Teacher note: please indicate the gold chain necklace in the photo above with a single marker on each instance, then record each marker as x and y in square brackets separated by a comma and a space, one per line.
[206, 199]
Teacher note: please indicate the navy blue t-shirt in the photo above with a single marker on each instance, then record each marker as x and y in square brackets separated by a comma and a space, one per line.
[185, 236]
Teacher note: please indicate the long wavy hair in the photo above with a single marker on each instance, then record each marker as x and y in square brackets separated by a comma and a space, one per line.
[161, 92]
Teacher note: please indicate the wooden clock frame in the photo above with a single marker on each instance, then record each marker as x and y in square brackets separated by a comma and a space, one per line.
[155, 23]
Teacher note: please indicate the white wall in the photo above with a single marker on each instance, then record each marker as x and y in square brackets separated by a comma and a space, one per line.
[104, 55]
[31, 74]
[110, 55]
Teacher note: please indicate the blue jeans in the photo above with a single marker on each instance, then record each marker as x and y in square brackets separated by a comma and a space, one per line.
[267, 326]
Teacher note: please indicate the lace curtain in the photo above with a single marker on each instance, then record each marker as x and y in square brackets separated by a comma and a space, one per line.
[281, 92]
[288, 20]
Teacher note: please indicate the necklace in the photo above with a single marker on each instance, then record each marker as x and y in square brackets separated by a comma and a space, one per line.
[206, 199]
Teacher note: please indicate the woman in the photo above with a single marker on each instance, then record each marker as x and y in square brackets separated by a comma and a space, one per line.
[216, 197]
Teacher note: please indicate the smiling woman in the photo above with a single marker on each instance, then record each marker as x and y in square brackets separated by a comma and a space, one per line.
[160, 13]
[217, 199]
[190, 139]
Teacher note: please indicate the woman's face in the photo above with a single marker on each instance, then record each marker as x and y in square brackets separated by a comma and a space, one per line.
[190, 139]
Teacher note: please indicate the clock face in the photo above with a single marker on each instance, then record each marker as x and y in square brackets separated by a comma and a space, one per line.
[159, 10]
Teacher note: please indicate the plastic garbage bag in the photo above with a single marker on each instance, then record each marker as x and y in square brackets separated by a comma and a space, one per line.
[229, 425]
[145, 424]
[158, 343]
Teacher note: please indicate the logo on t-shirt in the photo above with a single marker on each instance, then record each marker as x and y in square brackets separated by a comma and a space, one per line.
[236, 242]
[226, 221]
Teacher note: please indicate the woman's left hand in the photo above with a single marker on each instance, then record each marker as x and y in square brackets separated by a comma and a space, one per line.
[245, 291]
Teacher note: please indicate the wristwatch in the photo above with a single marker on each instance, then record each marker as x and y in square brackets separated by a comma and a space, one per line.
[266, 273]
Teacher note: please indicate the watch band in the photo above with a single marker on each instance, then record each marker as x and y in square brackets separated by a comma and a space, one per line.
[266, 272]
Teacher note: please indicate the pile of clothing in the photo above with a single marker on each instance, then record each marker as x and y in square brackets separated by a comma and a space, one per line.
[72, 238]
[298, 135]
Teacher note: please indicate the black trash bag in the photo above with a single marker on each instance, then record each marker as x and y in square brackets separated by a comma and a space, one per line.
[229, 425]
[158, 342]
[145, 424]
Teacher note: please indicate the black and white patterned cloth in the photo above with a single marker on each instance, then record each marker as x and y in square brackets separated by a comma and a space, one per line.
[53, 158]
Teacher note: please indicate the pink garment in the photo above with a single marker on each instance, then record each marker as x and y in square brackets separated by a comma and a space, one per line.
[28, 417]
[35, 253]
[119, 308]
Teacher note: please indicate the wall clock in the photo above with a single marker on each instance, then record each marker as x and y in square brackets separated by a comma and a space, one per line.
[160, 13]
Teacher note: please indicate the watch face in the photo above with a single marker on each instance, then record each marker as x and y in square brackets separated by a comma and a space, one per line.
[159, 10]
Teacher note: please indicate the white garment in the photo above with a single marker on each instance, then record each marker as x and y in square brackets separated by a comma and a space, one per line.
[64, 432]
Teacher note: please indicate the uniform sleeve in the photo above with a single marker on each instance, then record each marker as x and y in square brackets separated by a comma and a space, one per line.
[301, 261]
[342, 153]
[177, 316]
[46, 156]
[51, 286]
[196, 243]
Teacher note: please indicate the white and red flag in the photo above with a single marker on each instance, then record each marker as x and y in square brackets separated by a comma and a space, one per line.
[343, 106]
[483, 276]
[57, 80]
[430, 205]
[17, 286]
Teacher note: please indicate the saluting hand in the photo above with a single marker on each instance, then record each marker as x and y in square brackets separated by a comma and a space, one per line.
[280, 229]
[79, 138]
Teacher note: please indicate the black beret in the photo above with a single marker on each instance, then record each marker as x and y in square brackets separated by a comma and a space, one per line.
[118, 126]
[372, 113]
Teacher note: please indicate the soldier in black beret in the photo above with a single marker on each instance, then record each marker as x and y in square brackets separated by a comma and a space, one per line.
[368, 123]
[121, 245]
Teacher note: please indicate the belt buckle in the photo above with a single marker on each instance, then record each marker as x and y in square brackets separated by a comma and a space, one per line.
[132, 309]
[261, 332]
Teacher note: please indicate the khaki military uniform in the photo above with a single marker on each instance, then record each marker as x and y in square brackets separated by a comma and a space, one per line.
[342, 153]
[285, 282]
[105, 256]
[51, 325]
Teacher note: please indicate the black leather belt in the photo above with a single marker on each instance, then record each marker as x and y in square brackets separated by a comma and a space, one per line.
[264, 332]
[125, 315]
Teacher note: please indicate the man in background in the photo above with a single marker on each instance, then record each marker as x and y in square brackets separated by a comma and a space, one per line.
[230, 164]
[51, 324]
########
Task:
Retype all of the data above line for line, keeping every character unchanged.

Exercise answer:
Teacher note: please indicate the gold chain necklace in the photo above with a single marker on each instance, then record each marker as x and y in square brackets separated by a comma and a space, one per line.
[206, 199]
Teacher note: please indicate the navy blue t-shirt in the photo above with a single marker on each instance, then record each marker as x and y in square brackets separated by a comma and a space, one per line.
[185, 236]
Teacher note: please indicate the long wavy hair in the photo above with a single marker on each instance, then record each marker as x and y in square brackets separated by a comma and a space, one per line.
[161, 92]
Teacher note: please indicate the wooden clock frame in the photo above with a single marker on each instance, then record each marker as x and y in square brackets separated by a comma and a space, one per line.
[155, 23]
Teacher note: please indicate the white wall in the photo above with a single marker on each instance, then record each marker as x and y in square brackets separated by a comma and a space, one per line.
[104, 55]
[31, 74]
[110, 55]
Teacher note: please indicate the blue jeans in the photo above with a single marker on each instance, then record each marker as x and y in square brackets separated by a comma and a space, one per line.
[267, 326]
Teacher note: please indicate the lace curtain in the photo above with a single marker on each instance, then record each marker as x and y in square brackets separated by a comma and a space, one per line.
[281, 92]
[288, 20]
Teacher note: please indicate the necklace in the photo above with a single marker on each instance, then record each marker as x and y in square brackets separated by a comma and a space, one per line.
[206, 199]
Teacher note: please indicate the woman in the photo above with a single marker on each instance, then record each marker as x and y in square brackets separated by a comma and a space, one per line.
[216, 197]
Teacher note: please indicate the smiling woman in the photo above with a single marker on each instance, then record each marker as x and y in square brackets separated by a comma and a space, one per line.
[160, 13]
[217, 199]
[190, 139]
Teacher note: please indicate the woman's face in the photo above with a single marker on each instance, then record each marker as x and y in square brackets separated by a comma and a space, one per line.
[190, 139]
Teacher note: please indicate the clock face in the photo above with a single marker on each instance, then record each marker as x and y in square brackets separated by a comma and a space, one per line.
[159, 10]
Teacher note: please indicate the plastic garbage bag in the photo above with a single marker on each instance, then record each marker as x and y in square brackets separated by a comma and a space, one per line.
[229, 425]
[145, 424]
[158, 343]
Teacher note: please indicate the logo on t-shirt in the photo above with a single marker on each instance, then record each marker as x and y in square brackets separated by a comma and a space, one per line.
[236, 242]
[226, 221]
Teacher note: please indicate the woman's left hand in the photo above with a single marker on each instance, then record each marker as x and y in square brackets separated by a comma and a space, one per line.
[245, 291]
Teacher note: please indicate the wristwatch in the photo above with a single marker on each instance, then record each marker as x and y in square brackets separated by a comma and a space, one per line.
[266, 273]
Teacher note: please indicate the watch band in the photo above with a single marker on each instance, then record each marker as x and y in square brackets separated by a comma and a space, one per line.
[266, 272]
Teacher note: please indicate the pile of clothing in the photo above with a single marker on each instance, then record each marker as x and y in square brackets separated by a comma and a space, one per line.
[72, 238]
[298, 135]
Teacher note: please indicate the black trash bag in the photo above with a single marker on each instance, then record each marker as x and y in square brackets separated by a comma and a space, one per line.
[229, 425]
[158, 342]
[145, 424]
Teacher note: please indicate the black and white patterned cloth in the photo above with a single marker on each instance, then record each marker as x and y in square brackets separated by a comma and a space, one per line.
[53, 158]
Teacher note: please indicate the pink garment in the photo above with a single marker on each instance, then record each marker as x and y in square brackets separated by a comma and a space, one per line.
[28, 417]
[35, 253]
[119, 308]
Teacher note: please indicate the wall clock in the photo above with a single marker on each instance, then record each marker as x and y in square brackets separated by a comma and a space, one per line.
[160, 13]
Teacher note: please indicate the watch face in the photo above with a single marker on each instance, then record each marker as x and y in square brackets separated by a comma and a space, one per line.
[159, 10]
Teacher note: please indicate the white garment in the photo above with a single marker on each instance, then record each marker as x and y in square brackets separated by a comma and a space, one per line.
[64, 432]
Teacher note: please indicate the uniform sleeve in the photo above with a single marker on each instance, then record each marker as x and y in square brackets separated by a comma and a space, one per line.
[301, 261]
[342, 153]
[177, 316]
[46, 156]
[51, 286]
[196, 243]
Teacher note: please indicate the white and red flag in the photo above with a single marker on each instance, then record each marker as x and y in square brackets separated by a comma and a space, one per line.
[343, 106]
[483, 276]
[57, 80]
[430, 205]
[17, 286]
Teacher note: please indicate the saluting hand in the photo above with a single marker on each instance, then record each marker as x and y in square brackets separated by a comma and a space, one per line.
[280, 229]
[79, 138]
Teacher note: please indicate the black beret in the photo above with a single marker on each instance, then record each marker as x and y in square brackets separated by a comma and a space, one per line.
[118, 126]
[372, 113]
Teacher note: please indicate the soldier in black beret in the photo above with a single marker on each instance, then record each marker as x and y in square brackets separated by a comma and a space, one per line.
[368, 123]
[121, 245]
Teacher note: please indicate the belt buckle in the photo above with a single marker on each instance, then record each marker as x and y in square brackets separated by a comma and a space, one per line.
[132, 309]
[261, 332]
Teacher note: please indicate the khaki military uniform in the photo above with a single marker on each instance, then record each marker as x and y in square brackets separated by a comma and a space, one per line.
[342, 153]
[285, 282]
[105, 256]
[51, 325]
Teacher note: please indicate the black leather belt in the photo above with a single marker on each instance, then record each marker as x and y in square brackets separated by a comma and a space, one per line.
[264, 332]
[125, 315]
Teacher note: please indicate the man in background in the photo above with a single marker on each instance, then record each marker as x and y in square brackets separated by a comma and a space, one per line.
[230, 164]
[51, 324]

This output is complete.